# [To be done]
Repeat each entry in full, exactly.
· · · ·
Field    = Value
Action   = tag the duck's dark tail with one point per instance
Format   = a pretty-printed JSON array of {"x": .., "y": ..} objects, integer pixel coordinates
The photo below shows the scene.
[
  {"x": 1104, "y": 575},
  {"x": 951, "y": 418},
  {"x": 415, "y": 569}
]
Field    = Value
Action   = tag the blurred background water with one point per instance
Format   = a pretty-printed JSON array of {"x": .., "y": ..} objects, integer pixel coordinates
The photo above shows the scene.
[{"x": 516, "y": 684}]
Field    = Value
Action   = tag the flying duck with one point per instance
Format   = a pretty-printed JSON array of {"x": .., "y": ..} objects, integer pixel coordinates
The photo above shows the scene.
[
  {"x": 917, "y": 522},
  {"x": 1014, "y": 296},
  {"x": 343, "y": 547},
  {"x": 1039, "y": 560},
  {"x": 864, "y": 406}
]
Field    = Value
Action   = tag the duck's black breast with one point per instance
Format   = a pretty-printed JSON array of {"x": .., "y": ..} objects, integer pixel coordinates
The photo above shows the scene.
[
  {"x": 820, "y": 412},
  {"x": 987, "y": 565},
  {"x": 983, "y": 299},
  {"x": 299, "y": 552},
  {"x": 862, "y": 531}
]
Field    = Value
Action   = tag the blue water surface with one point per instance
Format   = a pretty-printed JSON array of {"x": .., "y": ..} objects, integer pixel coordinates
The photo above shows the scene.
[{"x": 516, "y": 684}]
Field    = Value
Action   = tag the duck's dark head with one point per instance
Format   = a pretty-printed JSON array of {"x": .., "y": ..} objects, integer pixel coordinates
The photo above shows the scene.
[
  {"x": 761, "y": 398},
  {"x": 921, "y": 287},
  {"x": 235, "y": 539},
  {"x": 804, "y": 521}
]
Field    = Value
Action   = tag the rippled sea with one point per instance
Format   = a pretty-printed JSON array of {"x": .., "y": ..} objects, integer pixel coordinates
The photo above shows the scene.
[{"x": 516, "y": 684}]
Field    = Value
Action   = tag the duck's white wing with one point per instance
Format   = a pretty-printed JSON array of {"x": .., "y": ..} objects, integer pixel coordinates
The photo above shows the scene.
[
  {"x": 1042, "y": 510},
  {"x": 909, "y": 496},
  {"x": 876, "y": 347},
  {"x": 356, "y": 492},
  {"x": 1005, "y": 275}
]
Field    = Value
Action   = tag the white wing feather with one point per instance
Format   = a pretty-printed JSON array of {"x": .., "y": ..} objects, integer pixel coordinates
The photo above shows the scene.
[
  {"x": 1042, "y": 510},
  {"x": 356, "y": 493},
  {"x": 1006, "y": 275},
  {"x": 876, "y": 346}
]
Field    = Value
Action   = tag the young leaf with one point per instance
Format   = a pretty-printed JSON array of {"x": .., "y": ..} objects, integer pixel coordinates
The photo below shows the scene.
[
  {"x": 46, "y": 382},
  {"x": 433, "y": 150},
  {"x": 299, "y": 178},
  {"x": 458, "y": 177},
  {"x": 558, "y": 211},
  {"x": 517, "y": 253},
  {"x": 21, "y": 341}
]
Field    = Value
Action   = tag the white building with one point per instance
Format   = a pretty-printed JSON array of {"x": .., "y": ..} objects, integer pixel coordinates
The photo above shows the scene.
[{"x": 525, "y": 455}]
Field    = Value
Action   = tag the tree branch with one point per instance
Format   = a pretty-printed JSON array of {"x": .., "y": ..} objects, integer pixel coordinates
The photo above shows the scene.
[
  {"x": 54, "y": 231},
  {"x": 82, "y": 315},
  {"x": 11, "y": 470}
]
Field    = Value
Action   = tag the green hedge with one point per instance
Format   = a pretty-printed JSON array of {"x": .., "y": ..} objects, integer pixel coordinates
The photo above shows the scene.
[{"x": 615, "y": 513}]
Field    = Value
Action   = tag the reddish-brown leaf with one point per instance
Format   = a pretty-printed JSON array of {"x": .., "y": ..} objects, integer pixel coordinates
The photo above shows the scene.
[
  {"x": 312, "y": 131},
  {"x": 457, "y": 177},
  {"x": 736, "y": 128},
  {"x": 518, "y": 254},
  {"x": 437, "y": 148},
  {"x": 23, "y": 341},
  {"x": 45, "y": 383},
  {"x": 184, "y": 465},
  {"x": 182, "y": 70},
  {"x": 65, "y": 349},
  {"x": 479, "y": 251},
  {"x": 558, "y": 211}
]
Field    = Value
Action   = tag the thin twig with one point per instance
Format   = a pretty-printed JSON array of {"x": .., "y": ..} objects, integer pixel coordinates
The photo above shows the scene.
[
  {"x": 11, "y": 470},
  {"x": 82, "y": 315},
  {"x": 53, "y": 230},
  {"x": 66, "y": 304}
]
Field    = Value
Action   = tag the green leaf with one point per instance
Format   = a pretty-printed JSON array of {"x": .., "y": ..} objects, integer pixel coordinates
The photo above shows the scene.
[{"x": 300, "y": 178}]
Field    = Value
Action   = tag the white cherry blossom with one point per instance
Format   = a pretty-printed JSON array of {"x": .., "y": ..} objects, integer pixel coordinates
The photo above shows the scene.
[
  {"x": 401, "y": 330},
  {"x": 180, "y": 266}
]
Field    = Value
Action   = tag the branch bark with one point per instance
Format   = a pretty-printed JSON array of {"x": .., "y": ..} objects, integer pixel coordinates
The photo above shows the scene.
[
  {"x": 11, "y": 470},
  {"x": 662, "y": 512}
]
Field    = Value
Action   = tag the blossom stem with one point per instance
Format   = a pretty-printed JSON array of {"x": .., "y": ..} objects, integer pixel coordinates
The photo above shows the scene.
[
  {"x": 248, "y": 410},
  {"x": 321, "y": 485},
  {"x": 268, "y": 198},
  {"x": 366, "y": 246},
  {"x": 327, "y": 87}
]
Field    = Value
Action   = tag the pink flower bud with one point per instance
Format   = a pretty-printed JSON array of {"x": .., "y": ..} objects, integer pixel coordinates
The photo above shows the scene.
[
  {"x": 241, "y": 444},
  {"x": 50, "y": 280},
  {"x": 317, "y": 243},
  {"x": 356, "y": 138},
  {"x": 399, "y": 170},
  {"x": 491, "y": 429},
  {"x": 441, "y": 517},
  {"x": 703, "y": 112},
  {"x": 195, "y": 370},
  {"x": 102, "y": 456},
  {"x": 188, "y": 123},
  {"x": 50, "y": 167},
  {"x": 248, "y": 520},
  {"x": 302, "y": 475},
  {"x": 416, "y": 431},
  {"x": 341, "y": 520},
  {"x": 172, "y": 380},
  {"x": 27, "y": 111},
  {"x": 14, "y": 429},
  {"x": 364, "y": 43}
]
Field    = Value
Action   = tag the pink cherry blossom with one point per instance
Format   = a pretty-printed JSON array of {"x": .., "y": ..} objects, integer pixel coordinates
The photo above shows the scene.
· · · ·
# [Problem solution]
Field    = Value
Action   = tag the duck's dark tail with one point per instance
Format   = a pretty-printed JSON array of {"x": .., "y": ..} objects, integer pixel coordinates
The photo below shows the scene.
[
  {"x": 1104, "y": 575},
  {"x": 951, "y": 418},
  {"x": 415, "y": 569}
]
Field    = Value
Action   = tag the blurred background water with one point per instance
Format   = a pretty-printed JSON array of {"x": .., "y": ..} objects, integer pixel coordinates
The photo above shows the scene.
[{"x": 516, "y": 684}]
Field    = Value
Action   = tag the flying duck with one point per instance
Format   = a pretty-printed JSON array of {"x": .., "y": ..} objects, integer pixel coordinates
The photo above shows the scene.
[
  {"x": 917, "y": 522},
  {"x": 1014, "y": 296},
  {"x": 343, "y": 547},
  {"x": 1039, "y": 560},
  {"x": 864, "y": 406}
]
Field    = Value
Action   = tag the duck's black breast with one point per instance
Format   = a pretty-printed JSON array of {"x": .., "y": ..} objects, integer pixel coordinates
The photo above shows the scene.
[
  {"x": 820, "y": 412},
  {"x": 987, "y": 565},
  {"x": 983, "y": 299},
  {"x": 299, "y": 552},
  {"x": 862, "y": 531}
]
Field    = Value
Action   = tag the blue water surface with one point per instance
Format   = a pretty-printed JSON array of {"x": .., "y": ..} objects, integer pixel coordinates
The photo above shows the scene.
[{"x": 516, "y": 684}]
Field    = Value
Action   = tag the duck's dark head with one point per instance
Format   = a pretty-printed JSON array of {"x": .., "y": ..} objects, integer pixel coordinates
The photo above shows the scene.
[
  {"x": 761, "y": 398},
  {"x": 921, "y": 287},
  {"x": 235, "y": 539},
  {"x": 804, "y": 521}
]
Field    = Value
Action   = tag the rippled sea with one point per instance
Format   = a pretty-printed JSON array of {"x": .., "y": ..} objects, integer pixel coordinates
The photo above shows the scene.
[{"x": 516, "y": 684}]
Field    = Value
Action   = tag the duck's white wing with one point per instance
Format   = a pretty-printed JSON array of {"x": .., "y": ..} objects, integer pixel coordinates
The photo above shows the scene.
[
  {"x": 1042, "y": 510},
  {"x": 909, "y": 496},
  {"x": 876, "y": 347},
  {"x": 356, "y": 492},
  {"x": 1005, "y": 275}
]
Field    = Value
Action   = tag the white wing feather with one point per instance
Format   = a pretty-printed JSON array of {"x": .., "y": ..} objects, integer pixel coordinates
The photo above shows the scene.
[
  {"x": 1042, "y": 510},
  {"x": 356, "y": 493},
  {"x": 1006, "y": 275},
  {"x": 876, "y": 346}
]
Field    = Value
Action   = tag the young leaf with one point per instance
Format   = a pretty-printed JSON array of {"x": .., "y": ..} objects, integer pixel coordinates
The photo below shows the scene.
[
  {"x": 46, "y": 382},
  {"x": 433, "y": 150},
  {"x": 299, "y": 178},
  {"x": 458, "y": 177},
  {"x": 558, "y": 211},
  {"x": 517, "y": 253},
  {"x": 21, "y": 341}
]
Field    = Value
Action   = tag the white building with one point per instance
Format   = a pretty-printed JSON array of {"x": .., "y": ..} objects, integer pixel coordinates
The photo above shows the scene.
[{"x": 525, "y": 455}]
Field    = Value
Action   = tag the tree branch with one point per instance
Format   = a pretty-printed JSON array of {"x": .., "y": ..} objects, integer pixel coordinates
The photo above shows the scene.
[
  {"x": 54, "y": 231},
  {"x": 82, "y": 315},
  {"x": 11, "y": 470}
]
Field    = Value
Action   = tag the green hedge with one point per instance
Format   = a pretty-printed JSON array of {"x": .., "y": ..} objects, integer pixel coordinates
The photo above shows the scene.
[{"x": 615, "y": 513}]
Field    = Value
Action   = tag the reddish-brown leaf with one point per instance
Format   = a pretty-printed JSON array of {"x": .., "y": ..} objects, integer pixel coordinates
The photo above shows the scene.
[
  {"x": 312, "y": 131},
  {"x": 457, "y": 177},
  {"x": 736, "y": 128},
  {"x": 518, "y": 254},
  {"x": 437, "y": 148},
  {"x": 23, "y": 341},
  {"x": 45, "y": 383},
  {"x": 184, "y": 465},
  {"x": 182, "y": 70},
  {"x": 65, "y": 349},
  {"x": 479, "y": 251},
  {"x": 558, "y": 211}
]
Field    = Value
Action   = tag the thin twig with one point per instance
Format   = a pretty-printed JSON array of {"x": .., "y": ..} objects, integer pixel coordinates
The photo above shows the scene.
[
  {"x": 11, "y": 470},
  {"x": 82, "y": 315},
  {"x": 53, "y": 230},
  {"x": 66, "y": 304}
]
Field    = Value
Action   = tag the green leaf with one point per instance
Format   = a pretty-printed JSON array of {"x": .., "y": ..} objects, integer pixel coordinates
The photo above shows the scene.
[{"x": 300, "y": 178}]
Field    = Value
Action   = tag the white cherry blossom with one point per instance
Format   = a pretty-printed JSON array of {"x": .., "y": ..} objects, integer pixel coordinates
The photo above shows the scene.
[
  {"x": 401, "y": 330},
  {"x": 180, "y": 266}
]
Field    = Value
Action   = tag the branch bark with one point per instance
Format   = a pretty-printed JSON array of {"x": .., "y": ..} objects, integer pixel coordinates
The photo above shows the scene.
[
  {"x": 11, "y": 470},
  {"x": 662, "y": 512}
]
Field    = Value
Action   = tag the blossom stem with one point per instance
Format   = a pretty-printed JSON array of {"x": .., "y": ..} objects, integer pixel coordinates
The photo above shows the scene.
[
  {"x": 248, "y": 410},
  {"x": 321, "y": 485},
  {"x": 268, "y": 198},
  {"x": 366, "y": 246},
  {"x": 327, "y": 87}
]
Field    = Value
Action   = tag the pink flower bud with one point per instance
Format   = a pretty-printed JSON array of {"x": .., "y": ..} objects, integer pixel coordinates
The photo above shows the scene.
[
  {"x": 241, "y": 444},
  {"x": 50, "y": 280},
  {"x": 317, "y": 243},
  {"x": 356, "y": 138},
  {"x": 399, "y": 170},
  {"x": 491, "y": 429},
  {"x": 441, "y": 517},
  {"x": 703, "y": 112},
  {"x": 195, "y": 370},
  {"x": 102, "y": 456},
  {"x": 188, "y": 123},
  {"x": 50, "y": 167},
  {"x": 248, "y": 520},
  {"x": 302, "y": 475},
  {"x": 416, "y": 431},
  {"x": 341, "y": 520},
  {"x": 172, "y": 380},
  {"x": 27, "y": 111},
  {"x": 14, "y": 429},
  {"x": 364, "y": 43}
]
Field    = Value
Action   = tag the pink cherry blossom with one point per instance
Format   = a pretty-printed JSON array of {"x": .., "y": ..} objects, integer pixel coordinates
The photo above shows the scene.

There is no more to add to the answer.